§ **Task directions**: Here are records with pictures in them. Copy all of them exactly and leave the pictures out.

§ **Records provided**:

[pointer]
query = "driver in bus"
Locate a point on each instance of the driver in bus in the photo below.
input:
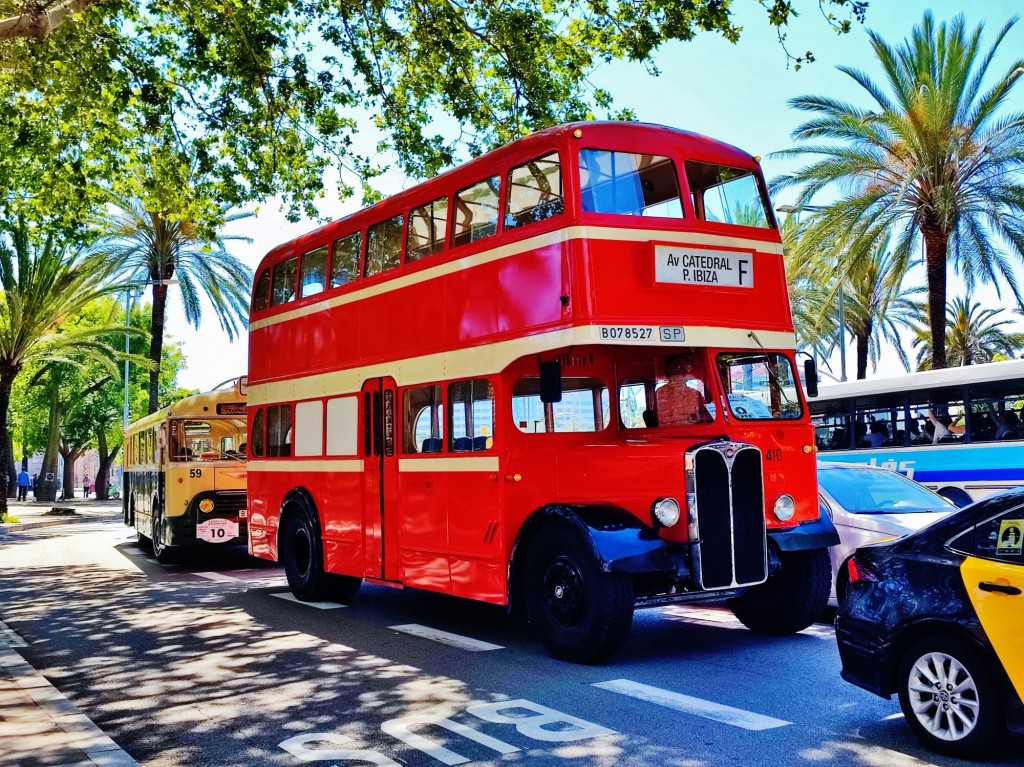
(681, 400)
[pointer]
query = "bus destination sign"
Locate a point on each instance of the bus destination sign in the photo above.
(674, 263)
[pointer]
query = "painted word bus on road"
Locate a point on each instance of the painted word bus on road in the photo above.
(559, 377)
(955, 430)
(185, 472)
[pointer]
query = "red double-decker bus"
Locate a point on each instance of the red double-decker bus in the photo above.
(557, 377)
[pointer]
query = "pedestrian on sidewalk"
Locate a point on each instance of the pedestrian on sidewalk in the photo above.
(23, 485)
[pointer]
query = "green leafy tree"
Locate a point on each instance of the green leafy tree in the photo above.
(154, 248)
(264, 96)
(973, 335)
(936, 162)
(43, 285)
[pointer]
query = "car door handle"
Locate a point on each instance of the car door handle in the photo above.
(989, 586)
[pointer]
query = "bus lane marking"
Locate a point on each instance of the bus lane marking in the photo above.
(318, 605)
(688, 705)
(529, 720)
(455, 640)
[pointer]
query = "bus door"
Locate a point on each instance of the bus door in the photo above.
(380, 479)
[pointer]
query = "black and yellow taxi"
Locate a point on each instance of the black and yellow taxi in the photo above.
(937, 618)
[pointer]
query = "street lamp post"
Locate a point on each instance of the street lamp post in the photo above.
(797, 210)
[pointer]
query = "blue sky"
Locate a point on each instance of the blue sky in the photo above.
(736, 93)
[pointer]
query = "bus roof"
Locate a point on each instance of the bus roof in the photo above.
(1010, 369)
(696, 145)
(202, 406)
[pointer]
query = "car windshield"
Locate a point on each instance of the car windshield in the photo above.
(879, 492)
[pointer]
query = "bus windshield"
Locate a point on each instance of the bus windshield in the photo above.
(207, 439)
(760, 386)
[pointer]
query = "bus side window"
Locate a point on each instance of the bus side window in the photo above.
(257, 434)
(384, 246)
(535, 192)
(345, 259)
(476, 212)
(279, 430)
(422, 420)
(312, 272)
(471, 409)
(427, 229)
(261, 294)
(283, 289)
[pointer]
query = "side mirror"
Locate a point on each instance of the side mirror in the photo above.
(810, 378)
(551, 382)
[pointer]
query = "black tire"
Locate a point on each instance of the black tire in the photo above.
(161, 551)
(582, 613)
(302, 554)
(792, 598)
(949, 698)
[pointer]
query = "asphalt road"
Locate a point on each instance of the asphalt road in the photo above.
(207, 664)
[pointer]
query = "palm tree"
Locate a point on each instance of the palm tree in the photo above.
(933, 162)
(973, 335)
(154, 247)
(43, 285)
(879, 307)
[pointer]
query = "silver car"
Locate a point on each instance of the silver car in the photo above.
(868, 504)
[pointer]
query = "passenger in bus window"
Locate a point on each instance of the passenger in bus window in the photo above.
(681, 400)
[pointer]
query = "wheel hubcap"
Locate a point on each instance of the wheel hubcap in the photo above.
(943, 696)
(563, 592)
(301, 552)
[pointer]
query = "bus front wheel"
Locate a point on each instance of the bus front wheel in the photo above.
(303, 563)
(792, 598)
(582, 613)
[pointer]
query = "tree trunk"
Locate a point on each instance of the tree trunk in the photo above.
(936, 245)
(6, 381)
(157, 342)
(46, 483)
(70, 457)
(862, 353)
(105, 461)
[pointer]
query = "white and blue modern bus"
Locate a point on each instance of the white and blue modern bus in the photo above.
(957, 430)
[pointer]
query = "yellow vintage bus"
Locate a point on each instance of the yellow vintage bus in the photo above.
(184, 472)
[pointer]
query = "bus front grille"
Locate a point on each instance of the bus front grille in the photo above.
(725, 496)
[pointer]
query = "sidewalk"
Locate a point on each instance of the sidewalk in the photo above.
(39, 727)
(37, 513)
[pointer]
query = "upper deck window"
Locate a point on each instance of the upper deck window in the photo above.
(476, 211)
(629, 184)
(427, 229)
(283, 289)
(535, 192)
(312, 272)
(345, 259)
(262, 292)
(384, 246)
(727, 195)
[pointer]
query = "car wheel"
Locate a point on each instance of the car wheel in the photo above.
(792, 598)
(303, 562)
(582, 613)
(948, 697)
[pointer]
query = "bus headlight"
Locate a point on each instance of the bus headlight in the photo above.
(665, 512)
(785, 507)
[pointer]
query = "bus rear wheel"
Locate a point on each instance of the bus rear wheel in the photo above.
(792, 598)
(161, 551)
(582, 613)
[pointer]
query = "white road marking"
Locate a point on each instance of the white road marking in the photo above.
(436, 635)
(318, 605)
(707, 709)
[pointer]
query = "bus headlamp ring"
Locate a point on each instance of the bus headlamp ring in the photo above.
(665, 512)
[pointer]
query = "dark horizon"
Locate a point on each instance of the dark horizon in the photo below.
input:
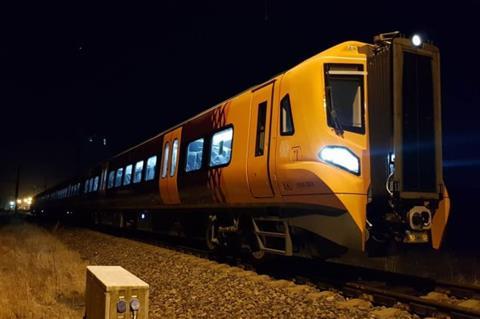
(125, 74)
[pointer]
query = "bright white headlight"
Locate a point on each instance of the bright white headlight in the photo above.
(416, 40)
(342, 157)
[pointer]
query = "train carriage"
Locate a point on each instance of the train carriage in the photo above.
(341, 152)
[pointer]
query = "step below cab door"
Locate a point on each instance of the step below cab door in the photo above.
(169, 167)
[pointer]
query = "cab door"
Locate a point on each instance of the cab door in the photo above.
(259, 142)
(169, 168)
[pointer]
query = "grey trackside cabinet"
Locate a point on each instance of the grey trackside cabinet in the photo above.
(114, 293)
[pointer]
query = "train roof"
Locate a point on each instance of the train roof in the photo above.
(348, 49)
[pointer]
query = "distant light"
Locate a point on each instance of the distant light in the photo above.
(416, 40)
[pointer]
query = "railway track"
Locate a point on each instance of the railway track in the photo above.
(419, 295)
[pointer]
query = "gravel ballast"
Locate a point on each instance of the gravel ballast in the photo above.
(186, 286)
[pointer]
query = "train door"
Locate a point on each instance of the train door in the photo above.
(259, 142)
(169, 168)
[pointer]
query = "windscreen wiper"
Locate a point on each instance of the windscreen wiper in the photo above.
(333, 114)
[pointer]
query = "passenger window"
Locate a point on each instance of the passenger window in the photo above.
(137, 178)
(111, 179)
(166, 155)
(173, 166)
(286, 119)
(151, 164)
(118, 178)
(95, 183)
(344, 96)
(261, 118)
(127, 179)
(194, 155)
(221, 149)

§ **Task answer**:
[pointer]
query = "driver in bus"
Locate a point on each instance of the driver in bus in the photo below.
input:
(681, 400)
[pointer]
query = "bus destination sign"
Locate a point on each instance of the bus destination sign in the photo above.
(674, 263)
[pointer]
query = "painted word bus on road"
Locate a point on each instance of the painted word bus on road in the photo above.
(559, 377)
(955, 430)
(185, 472)
[pointer]
query = "red double-decker bus"
Locate a point on each instance of the red double-decker bus in the photo above.
(557, 377)
[pointer]
query = "pedestrian on sidewalk"
Locate a point on each instance of the pedestrian on sidewalk in the photo above.
(23, 485)
[pointer]
query = "green leafy tree"
Locate a point on each instance of the green leafy tree in the photo above.
(154, 248)
(264, 96)
(973, 335)
(936, 162)
(43, 285)
[pointer]
query = "car door handle"
Locate a point on each instance of the car door handle in the photo above.
(989, 586)
[pointer]
query = "bus lane marking"
Locate a point on each instance of the bus lane marking in the photo above.
(318, 605)
(688, 705)
(529, 720)
(455, 640)
[pointer]
query = "bus door"
Locate a point on each instance of the bus door in the photo above.
(380, 479)
[pointer]
query = "black and yellow taxi"
Locate a point on each instance of the black and yellow taxi in the photo above.
(937, 618)
[pointer]
query = "street lamp post"
Locate a point on each instance of the street lamp post in the photo above.
(797, 210)
[pointer]
query = "blue sky"
Locate a point on each instance of the blue sky in the photo above.
(736, 93)
[pointer]
query = "bus roof"
Locate a point on each instance of the bus roof in the photo above.
(1010, 369)
(696, 145)
(202, 406)
[pointer]
query = "car windshield"
Locate a point on each instance of the car windshield in the photo above.
(879, 492)
[pointer]
query = "bus windshield"
Locate a point on each instance of the bus windshield in the photo above.
(207, 439)
(760, 386)
[pointer]
query = "bus side window"
Locate a point on each instance of the bus side window in the photo above.
(257, 434)
(384, 246)
(535, 192)
(345, 259)
(476, 212)
(279, 430)
(422, 420)
(312, 272)
(471, 409)
(427, 229)
(261, 294)
(283, 289)
[pointer]
query = "side mirror"
Locate a point on each instance of the side mirror in the photo above.
(810, 378)
(551, 382)
[pointer]
query = "black tire"
Locate a point on each instance of the black tire in the photo above.
(161, 551)
(582, 613)
(302, 554)
(792, 598)
(949, 698)
[pointer]
query = "asphalt road"
Locate a point on each instance of the asphalt road in the photo above.
(207, 664)
[pointer]
query = "palm tree"
Locate a point on each instance of the palm tree in the photo above.
(933, 162)
(973, 335)
(154, 247)
(43, 285)
(879, 307)
[pointer]
query = "silver car"
Locate a point on each instance of the silver car in the photo above.
(868, 504)
[pointer]
query = "passenger in bus window"
Locate a point on each instance of the passenger in bus window in the photo above.
(681, 400)
[pointer]
query = "wheel hubcap"
Locate a point on each instance of the wheel hubcap in the photo above.
(943, 696)
(563, 592)
(301, 552)
[pointer]
query = "bus front wheel"
Locate a point on each instance of the bus front wheel in the photo above.
(303, 563)
(792, 598)
(582, 613)
[pointer]
query = "tree trunk"
Locate a point on each instance of the tree trunk in the photo above.
(936, 245)
(6, 381)
(157, 342)
(46, 483)
(70, 457)
(862, 353)
(105, 461)
[pointer]
query = "white and blue modern bus"
Locate a point on each instance of the white and blue modern bus in the photo above.
(957, 430)
[pointer]
query = "yellow vintage bus"
Locate a point on each instance of the yellow vintage bus in the photo above.
(184, 472)
[pointer]
query = "bus front grille"
Locate a point on each instance of the bus front grille in the photo above.
(725, 496)
[pointer]
query = "sidewalk"
Locate a point on each instance of the sidewalk in the photo above.
(39, 727)
(37, 513)
[pointer]
query = "upper deck window"
Locate a point on each instance of the upper deck window in the photo above.
(476, 211)
(629, 184)
(427, 229)
(283, 289)
(535, 192)
(312, 272)
(345, 259)
(262, 292)
(384, 246)
(727, 195)
[pointer]
query = "car wheel"
Locate a point on each instance of the car wheel in the photo above.
(792, 598)
(303, 562)
(582, 613)
(948, 697)
[pointer]
query = "bus headlight"
Locate a point on each instance of the bus headlight in the photo above.
(665, 512)
(785, 507)
[pointer]
query = "bus rear wheel"
Locate a point on each instance of the bus rear wheel in the photo above.
(792, 598)
(161, 551)
(582, 613)
[pointer]
query = "white road marking"
Locate a point on each instance of the white road marking in the photo above.
(436, 635)
(318, 605)
(707, 709)
[pointer]
query = "bus headlamp ring"
Locate a point on each instance of the bus headlamp ring in the photo above.
(665, 512)
[pointer]
query = "dark horizon"
Locate a point on each instance of the dark horizon in the photo below.
input:
(125, 74)
[pointer]
query = "bright white headlight"
Locate a point on each instance of the bright white headlight in the photo above.
(416, 40)
(342, 157)
[pointer]
query = "train carriage"
Locate a point on each instance of the train carriage in the photo above.
(341, 152)
[pointer]
query = "step below cab door"
Locate a point on each instance of the step below cab door in the photo above.
(169, 167)
[pointer]
query = "cab door"
Locate a point on each instance of the cab door in the photo above.
(259, 142)
(169, 168)
[pointer]
query = "grey trackside cabinet"
Locate a point on each instance of the grey trackside cabinet in the photo above.
(114, 293)
[pointer]
query = "train roof"
Locate a point on each instance of the train roof in the photo above.
(348, 49)
[pointer]
query = "distant light"
Locate a point on each instance of the distant light in the photo above.
(416, 40)
[pointer]
query = "railway track"
Locate a point on each instance of the railway track in the photo above.
(419, 295)
[pointer]
query = "gravel ballast"
Locate a point on each instance of the gravel ballast in the photo above.
(186, 286)
[pointer]
query = "train door"
Locate a point on each instance of the train door in the photo above.
(259, 142)
(169, 168)
[pointer]
query = "windscreen wiper"
Locate a point on each instance of the windscreen wiper in the photo above.
(333, 114)
[pointer]
query = "passenger window"
Locate a point on each instance of the passenger window in the photo above.
(137, 178)
(111, 179)
(166, 155)
(173, 166)
(286, 119)
(151, 164)
(118, 178)
(95, 183)
(344, 96)
(261, 118)
(127, 179)
(194, 155)
(221, 149)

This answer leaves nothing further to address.